What the exercise asks: Images are to be dropped, and the rest of the data reproduced exactly.

▼

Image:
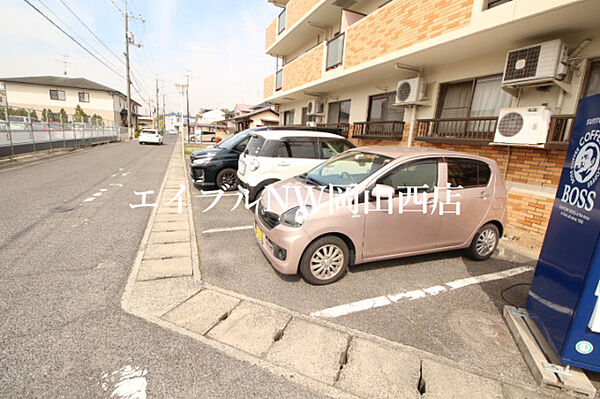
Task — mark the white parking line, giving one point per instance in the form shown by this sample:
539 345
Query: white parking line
214 195
386 300
228 229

▲

Solution for this task:
Image:
Task — mark the white parking line, giving one point per instance in the form shown by this sample:
539 345
Query: white parking line
214 195
386 300
228 229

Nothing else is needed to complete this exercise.